■ **What you need to do**:
- a) In the latency-estimation extract, list every numeric threshold that appears in the conditions beginning "Otherwise, if".
- b) Translate this sentence from the latency-estimation extract into Spanish: "Subsystem 107 finds the median of all the data in this delay line."

■ **Extract provided**:
----------------------------------------

The estimate L(t) is provided to subsystem 107. When ζ(t) is 1 (as determined by the above-described thresholding tests), subsystem 107 inserts L(t) into a delay line of length X (where X=40 in typical embodiments, where this length has been determined using a tuning process assuming 20 millisecond audio blocks). Subsystem 107 finds the median of all the data in this delay line. This median, denoted herein as Lmed(t), is the final (refined) estimate of the latency, which is reported to subsystem 109. When ζ(t) is zero, a previously generated median value is reported as the final estimate of the latency: Lmed(t)=Lmed(t−1).
In typical operation, it is expected that the latency estimated by the
We next describe in greater detail an example of generation of confidence metrics C1(t), C2(t), and C(t)=C1(t)C2(t), which are heuristic confidence metrics in the sense that each is determined using at least one heuristically determined parameter. As noted, subsystem 107 implements a delay line to determine the median, Lmed(t), of a number of recently determined values L(t). In the example, subsystem 107 counts the number of difference values DV (each of which is the difference between a different one of the values in the delay line, and the most recent value of the median, Lmed(t)) which exceed a predetermined value, Nsim (e.g., Nsim=10, which has been determined by a tuning process to be a suitable value in typical use cases). The value DV (the number of latencies that are similar to the most recent value of the median, Lmed(t)) is divided by the total number of values in the delay line, and the result is stored as the confidence metric C1(t), which corresponds to how many outliers are present in the delay line. If ζ(t) is zero, a previously determined value of this confidence metric is employed: C1(t)=C1(t−1).
It is desirable that the system indicate high confidence, if the system has measured the same latency over a period of time that is considered significant. For example, in the case of a duplex communication device, the length of one Harvard sentence may be considered to be significant. If the system sporadically measures a different latency during this period of time, it is typically undesirable that the system quickly indicate a loss of confidence. Preferably, the system indicates lowered confidence only when the system has consistently, e.g., 80% of the time, estimated a different latency than the most recent estimate Lmed(t). Furthermore, when the operating conditions have changed from far-end only/double talk to near-end only, there is no playback audio data to use to estimate latency, so the system should neither lose nor gain confidence on the calculated Lmed(t).
To achieve all this, subsystem 107 generates (and outputs) a new confidence metric C2(t), whose value slowly increases over time when subsystem 107 determines many measured latency values that are the same and quickly decreases when they are not. An example of metric C2(t) is provided below. It should be appreciated that other ways of defining the metric C2(t) are possible. The example of metric C2(t), which assumes that the system keeps track of the above-defined parameter ζ(t), is as follows:
If ζ(t)=1, and if distance value D is less than Nsim, where the distance value D is the difference between the most recently determined value Lmed(t) and the X most recently determined value of L(t) (e.g., Nsim=10, as in the example described above),
C2(t)=C2(t−1)+a(1−C2(t−1)) where a=0.3 in a typical implementation.
Otherwise, if PMest(t, bbest(t))≤1e−5 and C1(t)≤0.899,
C2(t)=C2(t−1)
Otherwise, if C2(t−1)>0.98 and C1(t)>0.9,
C2(t)=0.98
Otherwise, if C2(t−1)>0.5,
C2(t)=C2(t−1)−a(1−C2(t−1)), where a=0.03 in a typical implementation.

----------------------------------------

■ **Listed entries**:
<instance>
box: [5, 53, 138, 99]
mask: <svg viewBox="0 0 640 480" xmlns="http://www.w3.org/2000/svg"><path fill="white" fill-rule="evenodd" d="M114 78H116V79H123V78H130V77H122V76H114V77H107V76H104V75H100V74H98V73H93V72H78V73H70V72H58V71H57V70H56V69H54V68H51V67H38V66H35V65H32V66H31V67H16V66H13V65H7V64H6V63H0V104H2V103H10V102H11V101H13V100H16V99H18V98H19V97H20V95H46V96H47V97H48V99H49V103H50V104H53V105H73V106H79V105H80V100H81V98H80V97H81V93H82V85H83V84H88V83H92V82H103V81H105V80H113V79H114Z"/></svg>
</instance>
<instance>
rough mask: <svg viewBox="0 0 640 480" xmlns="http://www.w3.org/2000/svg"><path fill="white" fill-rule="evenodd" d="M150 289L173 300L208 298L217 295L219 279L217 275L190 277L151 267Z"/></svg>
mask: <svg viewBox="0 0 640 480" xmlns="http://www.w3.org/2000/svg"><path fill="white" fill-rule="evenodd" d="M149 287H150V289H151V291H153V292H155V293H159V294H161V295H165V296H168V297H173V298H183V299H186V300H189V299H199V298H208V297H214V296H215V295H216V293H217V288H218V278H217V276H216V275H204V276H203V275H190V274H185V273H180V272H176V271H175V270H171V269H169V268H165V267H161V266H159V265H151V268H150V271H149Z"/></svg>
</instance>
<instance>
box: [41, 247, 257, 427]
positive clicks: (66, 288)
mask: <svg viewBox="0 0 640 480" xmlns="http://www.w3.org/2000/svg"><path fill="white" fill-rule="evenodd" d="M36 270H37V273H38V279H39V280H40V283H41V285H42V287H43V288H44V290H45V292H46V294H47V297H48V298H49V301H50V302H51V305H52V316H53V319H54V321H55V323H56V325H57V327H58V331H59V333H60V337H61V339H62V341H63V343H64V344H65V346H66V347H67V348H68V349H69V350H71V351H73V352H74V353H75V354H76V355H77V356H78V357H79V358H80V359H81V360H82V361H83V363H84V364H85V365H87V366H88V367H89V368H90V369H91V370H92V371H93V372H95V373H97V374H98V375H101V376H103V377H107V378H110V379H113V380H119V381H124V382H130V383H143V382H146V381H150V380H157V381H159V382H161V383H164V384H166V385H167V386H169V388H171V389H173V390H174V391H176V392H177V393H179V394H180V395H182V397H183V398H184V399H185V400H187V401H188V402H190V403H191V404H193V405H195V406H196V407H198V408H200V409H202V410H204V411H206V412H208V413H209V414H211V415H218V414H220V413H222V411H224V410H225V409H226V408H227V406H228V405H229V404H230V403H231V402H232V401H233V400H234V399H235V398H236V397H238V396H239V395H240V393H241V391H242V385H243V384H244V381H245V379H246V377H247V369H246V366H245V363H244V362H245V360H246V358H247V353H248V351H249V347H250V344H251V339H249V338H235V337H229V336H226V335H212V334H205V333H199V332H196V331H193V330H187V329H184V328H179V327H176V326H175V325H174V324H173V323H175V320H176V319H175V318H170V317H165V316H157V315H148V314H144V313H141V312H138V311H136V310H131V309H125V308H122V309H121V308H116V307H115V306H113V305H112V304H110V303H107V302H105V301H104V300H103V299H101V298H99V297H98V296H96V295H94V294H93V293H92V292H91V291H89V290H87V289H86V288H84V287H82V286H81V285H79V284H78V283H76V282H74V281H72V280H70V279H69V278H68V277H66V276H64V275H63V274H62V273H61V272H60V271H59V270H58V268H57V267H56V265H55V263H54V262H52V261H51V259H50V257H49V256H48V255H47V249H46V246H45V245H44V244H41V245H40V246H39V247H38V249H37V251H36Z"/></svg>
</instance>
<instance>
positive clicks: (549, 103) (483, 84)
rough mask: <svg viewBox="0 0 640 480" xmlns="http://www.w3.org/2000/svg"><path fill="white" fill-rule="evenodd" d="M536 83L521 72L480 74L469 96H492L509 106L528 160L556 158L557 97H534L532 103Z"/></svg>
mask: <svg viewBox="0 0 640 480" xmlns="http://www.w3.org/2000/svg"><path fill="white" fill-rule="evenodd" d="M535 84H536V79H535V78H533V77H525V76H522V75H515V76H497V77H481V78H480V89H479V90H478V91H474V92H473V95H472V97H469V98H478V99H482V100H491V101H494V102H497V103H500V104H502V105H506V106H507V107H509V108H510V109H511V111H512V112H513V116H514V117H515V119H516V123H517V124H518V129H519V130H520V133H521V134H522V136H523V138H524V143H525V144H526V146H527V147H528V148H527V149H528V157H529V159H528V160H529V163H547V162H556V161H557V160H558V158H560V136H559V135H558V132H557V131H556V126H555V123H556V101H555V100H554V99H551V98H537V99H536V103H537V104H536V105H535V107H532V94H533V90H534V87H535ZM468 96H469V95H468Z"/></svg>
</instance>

----------------------------------------

■ **Responses**:
- a)
1e−5
0.899
0.98
0.9
0.5

- b) El subsistema 107 encuentra la mediana de todos los datos de esta línea de retardo.